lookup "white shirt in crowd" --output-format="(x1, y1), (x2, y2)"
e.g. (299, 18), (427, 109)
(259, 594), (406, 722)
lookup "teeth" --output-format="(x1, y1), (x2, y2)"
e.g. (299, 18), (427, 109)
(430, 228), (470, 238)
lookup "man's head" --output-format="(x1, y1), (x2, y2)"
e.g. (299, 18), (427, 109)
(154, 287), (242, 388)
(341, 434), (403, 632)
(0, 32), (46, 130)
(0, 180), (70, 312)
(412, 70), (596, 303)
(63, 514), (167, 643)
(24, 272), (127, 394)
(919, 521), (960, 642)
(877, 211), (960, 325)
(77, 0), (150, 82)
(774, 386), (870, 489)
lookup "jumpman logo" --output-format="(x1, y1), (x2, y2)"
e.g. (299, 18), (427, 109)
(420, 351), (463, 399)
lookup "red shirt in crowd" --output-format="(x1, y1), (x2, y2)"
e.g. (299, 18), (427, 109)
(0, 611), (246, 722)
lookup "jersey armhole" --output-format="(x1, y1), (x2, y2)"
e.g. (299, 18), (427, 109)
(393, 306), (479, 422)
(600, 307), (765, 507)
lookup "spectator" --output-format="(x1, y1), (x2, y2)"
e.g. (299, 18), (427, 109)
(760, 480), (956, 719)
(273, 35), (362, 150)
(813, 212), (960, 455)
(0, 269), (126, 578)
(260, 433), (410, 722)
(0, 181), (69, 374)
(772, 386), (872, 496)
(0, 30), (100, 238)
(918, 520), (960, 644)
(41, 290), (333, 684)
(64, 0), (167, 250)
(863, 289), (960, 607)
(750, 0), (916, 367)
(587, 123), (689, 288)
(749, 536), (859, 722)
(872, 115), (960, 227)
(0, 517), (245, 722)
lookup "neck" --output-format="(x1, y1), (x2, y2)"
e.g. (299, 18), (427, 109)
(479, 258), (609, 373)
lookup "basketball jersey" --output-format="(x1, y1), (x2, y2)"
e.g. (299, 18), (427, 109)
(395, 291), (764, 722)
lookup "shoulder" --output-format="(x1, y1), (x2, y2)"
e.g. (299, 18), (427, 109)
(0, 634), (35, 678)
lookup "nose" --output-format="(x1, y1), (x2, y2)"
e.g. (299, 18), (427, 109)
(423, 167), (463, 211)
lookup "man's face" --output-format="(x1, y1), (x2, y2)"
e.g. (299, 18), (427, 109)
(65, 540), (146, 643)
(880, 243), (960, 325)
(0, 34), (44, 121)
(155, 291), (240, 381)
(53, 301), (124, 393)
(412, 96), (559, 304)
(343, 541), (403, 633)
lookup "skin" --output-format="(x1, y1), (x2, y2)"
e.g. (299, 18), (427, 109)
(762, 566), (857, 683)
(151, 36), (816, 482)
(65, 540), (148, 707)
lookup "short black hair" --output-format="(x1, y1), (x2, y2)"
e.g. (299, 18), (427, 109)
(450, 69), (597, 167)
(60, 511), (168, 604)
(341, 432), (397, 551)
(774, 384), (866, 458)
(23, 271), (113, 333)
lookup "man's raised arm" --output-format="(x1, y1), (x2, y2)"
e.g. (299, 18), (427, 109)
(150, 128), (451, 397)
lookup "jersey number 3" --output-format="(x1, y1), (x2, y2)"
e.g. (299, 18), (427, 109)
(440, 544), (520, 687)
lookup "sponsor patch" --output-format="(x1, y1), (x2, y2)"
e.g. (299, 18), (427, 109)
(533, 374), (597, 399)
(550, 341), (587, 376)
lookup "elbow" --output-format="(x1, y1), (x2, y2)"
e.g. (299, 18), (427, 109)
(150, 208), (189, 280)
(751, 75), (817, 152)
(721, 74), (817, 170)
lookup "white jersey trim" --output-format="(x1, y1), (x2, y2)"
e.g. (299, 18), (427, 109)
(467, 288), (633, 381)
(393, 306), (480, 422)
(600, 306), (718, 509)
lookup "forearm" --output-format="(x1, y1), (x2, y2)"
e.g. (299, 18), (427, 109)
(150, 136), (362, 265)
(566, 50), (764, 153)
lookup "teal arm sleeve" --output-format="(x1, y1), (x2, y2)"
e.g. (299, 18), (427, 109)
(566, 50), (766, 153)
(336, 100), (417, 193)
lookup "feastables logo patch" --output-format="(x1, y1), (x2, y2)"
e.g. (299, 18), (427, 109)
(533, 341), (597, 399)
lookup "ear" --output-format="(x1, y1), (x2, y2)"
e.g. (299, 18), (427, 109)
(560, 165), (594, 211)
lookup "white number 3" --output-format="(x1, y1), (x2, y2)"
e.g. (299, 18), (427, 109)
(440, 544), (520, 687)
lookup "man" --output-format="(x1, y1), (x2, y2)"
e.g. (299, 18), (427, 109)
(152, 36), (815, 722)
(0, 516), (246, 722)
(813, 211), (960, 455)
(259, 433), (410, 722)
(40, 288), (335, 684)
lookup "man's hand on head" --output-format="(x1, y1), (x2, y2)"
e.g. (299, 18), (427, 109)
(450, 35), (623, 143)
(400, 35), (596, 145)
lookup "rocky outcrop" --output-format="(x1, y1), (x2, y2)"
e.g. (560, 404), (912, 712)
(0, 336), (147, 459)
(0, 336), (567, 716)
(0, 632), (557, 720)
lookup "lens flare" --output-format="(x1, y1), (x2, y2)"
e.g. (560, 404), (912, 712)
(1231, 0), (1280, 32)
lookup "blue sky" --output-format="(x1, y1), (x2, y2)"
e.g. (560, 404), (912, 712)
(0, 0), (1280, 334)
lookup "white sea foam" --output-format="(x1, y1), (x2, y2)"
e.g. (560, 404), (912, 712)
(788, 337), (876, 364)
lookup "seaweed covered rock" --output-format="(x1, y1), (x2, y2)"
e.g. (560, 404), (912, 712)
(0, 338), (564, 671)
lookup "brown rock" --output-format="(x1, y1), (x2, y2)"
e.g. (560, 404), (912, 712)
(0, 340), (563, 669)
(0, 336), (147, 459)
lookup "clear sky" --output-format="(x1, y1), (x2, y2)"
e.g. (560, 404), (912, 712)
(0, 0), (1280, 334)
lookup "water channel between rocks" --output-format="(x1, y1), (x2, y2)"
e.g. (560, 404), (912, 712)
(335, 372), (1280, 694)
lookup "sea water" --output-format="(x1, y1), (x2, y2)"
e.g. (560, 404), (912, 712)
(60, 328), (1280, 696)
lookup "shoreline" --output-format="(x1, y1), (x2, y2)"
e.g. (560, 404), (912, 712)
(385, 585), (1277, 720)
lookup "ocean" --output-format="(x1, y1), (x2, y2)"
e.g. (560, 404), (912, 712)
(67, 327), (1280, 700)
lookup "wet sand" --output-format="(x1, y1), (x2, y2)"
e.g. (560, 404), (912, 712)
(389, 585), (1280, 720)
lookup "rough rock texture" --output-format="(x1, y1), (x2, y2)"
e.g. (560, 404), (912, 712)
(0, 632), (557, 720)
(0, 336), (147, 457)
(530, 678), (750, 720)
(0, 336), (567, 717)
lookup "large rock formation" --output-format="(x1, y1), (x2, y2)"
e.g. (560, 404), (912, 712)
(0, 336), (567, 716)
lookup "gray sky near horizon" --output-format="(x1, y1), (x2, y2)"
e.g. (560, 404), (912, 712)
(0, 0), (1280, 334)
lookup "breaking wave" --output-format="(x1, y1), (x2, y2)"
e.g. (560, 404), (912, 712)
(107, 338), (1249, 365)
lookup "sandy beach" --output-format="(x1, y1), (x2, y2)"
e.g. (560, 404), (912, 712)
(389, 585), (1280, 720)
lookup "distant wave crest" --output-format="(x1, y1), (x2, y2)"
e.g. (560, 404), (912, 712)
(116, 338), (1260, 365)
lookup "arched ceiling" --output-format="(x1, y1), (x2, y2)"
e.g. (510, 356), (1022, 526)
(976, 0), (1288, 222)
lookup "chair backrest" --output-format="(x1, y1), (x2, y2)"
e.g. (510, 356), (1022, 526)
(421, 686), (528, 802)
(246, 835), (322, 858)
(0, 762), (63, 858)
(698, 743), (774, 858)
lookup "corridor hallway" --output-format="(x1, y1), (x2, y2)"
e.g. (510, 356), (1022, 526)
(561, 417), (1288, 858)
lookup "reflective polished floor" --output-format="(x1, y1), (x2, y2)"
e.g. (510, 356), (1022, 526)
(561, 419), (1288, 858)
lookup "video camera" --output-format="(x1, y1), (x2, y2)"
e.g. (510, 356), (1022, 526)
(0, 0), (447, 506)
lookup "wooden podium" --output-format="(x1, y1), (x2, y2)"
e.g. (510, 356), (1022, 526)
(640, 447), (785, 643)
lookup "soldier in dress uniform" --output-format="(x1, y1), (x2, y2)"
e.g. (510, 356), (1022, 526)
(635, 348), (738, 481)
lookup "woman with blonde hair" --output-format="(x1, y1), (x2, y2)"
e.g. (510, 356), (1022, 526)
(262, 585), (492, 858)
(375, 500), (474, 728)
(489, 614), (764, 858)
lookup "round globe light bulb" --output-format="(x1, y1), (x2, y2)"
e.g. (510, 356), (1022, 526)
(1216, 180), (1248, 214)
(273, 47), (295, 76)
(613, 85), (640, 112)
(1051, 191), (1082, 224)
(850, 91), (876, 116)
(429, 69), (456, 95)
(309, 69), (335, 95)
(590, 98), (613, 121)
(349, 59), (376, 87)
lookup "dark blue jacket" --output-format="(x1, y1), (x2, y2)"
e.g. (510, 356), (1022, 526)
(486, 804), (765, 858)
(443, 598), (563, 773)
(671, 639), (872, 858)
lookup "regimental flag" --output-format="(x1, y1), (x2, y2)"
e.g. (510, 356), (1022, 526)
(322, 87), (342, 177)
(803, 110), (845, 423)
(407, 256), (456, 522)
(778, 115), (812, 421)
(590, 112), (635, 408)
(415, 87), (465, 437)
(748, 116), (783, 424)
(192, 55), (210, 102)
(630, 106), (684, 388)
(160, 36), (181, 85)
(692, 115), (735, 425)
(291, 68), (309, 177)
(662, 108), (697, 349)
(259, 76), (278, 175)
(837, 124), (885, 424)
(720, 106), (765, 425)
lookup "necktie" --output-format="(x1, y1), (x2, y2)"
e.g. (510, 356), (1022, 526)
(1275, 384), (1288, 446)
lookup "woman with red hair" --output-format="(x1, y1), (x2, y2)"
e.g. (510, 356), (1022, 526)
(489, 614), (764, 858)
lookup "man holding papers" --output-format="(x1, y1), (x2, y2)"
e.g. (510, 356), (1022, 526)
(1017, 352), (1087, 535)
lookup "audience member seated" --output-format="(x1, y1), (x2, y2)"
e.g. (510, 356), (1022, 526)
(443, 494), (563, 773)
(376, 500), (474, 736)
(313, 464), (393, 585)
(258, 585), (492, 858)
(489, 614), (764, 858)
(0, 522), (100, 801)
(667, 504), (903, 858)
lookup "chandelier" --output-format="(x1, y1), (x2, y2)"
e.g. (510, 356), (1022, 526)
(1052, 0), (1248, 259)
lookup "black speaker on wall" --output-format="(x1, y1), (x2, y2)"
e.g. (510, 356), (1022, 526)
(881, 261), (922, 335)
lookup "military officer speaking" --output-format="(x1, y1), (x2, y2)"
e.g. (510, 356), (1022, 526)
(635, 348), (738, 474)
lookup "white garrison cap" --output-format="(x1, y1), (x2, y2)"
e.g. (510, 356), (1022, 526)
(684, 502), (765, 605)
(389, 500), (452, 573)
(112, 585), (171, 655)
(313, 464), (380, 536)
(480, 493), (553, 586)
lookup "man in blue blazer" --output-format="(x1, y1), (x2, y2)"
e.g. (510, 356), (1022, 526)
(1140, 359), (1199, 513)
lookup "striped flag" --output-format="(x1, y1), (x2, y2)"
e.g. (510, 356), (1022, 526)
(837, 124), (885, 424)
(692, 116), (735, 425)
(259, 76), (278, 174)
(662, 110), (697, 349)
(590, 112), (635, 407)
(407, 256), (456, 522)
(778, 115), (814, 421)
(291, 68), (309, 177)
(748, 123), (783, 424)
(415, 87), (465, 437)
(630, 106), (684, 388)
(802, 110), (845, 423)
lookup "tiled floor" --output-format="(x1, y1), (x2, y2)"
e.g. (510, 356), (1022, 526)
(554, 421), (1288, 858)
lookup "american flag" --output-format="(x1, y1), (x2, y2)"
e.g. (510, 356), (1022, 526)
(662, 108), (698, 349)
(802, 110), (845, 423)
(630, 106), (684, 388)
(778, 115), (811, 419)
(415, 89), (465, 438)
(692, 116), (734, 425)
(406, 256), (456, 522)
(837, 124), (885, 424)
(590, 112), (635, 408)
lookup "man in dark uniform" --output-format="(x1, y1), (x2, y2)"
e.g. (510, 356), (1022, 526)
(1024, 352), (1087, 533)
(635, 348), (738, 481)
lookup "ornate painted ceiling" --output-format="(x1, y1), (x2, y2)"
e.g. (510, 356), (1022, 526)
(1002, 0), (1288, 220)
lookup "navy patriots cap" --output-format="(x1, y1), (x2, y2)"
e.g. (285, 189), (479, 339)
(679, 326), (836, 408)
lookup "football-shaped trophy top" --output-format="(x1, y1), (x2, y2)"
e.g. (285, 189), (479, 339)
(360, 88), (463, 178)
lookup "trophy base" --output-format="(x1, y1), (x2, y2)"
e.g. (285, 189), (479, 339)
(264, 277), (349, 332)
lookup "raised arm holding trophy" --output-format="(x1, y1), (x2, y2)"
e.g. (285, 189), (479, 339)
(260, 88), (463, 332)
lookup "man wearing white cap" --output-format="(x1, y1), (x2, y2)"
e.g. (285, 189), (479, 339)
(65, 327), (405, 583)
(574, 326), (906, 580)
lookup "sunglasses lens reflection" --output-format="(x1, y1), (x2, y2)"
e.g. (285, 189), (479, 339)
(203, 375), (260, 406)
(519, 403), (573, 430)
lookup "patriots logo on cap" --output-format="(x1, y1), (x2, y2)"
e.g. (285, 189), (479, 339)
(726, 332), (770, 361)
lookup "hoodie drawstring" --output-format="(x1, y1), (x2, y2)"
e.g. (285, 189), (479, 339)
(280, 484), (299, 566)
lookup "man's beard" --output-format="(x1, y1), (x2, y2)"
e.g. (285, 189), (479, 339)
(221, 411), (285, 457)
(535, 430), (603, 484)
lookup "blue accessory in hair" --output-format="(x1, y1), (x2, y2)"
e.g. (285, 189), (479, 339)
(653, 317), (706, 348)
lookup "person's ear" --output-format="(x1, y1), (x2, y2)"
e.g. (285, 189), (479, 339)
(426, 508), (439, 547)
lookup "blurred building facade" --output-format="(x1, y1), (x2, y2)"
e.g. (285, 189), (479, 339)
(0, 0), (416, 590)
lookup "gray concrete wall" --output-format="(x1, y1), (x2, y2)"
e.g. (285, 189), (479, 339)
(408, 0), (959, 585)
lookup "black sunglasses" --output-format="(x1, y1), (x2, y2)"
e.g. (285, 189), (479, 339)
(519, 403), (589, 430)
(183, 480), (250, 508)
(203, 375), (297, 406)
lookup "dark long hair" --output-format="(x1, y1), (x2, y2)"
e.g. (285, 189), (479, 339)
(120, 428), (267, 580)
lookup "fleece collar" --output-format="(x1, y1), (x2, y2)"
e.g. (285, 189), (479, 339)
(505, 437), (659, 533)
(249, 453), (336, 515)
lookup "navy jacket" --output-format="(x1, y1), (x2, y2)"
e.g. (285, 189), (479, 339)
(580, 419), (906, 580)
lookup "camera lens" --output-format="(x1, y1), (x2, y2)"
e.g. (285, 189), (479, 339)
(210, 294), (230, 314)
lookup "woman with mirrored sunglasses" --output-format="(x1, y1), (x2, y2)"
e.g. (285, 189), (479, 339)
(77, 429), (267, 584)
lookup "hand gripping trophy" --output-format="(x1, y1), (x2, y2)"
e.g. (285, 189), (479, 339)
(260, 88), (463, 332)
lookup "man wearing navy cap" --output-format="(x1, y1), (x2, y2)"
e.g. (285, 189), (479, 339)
■ ■ ■ ■ ■
_Directions for this task_
Copy the records verbatim from their first line through the line containing "(430, 228), (470, 238)", including both of those lines.

_Reply_
lookup "white shirt in crowd" --output-format="(x1, y1), (x2, y2)"
e.g. (299, 18), (427, 109)
(259, 594), (406, 722)
lookup "teeth" --output-format="(x1, y1), (x2, y2)"
e.g. (299, 18), (427, 109)
(430, 228), (470, 238)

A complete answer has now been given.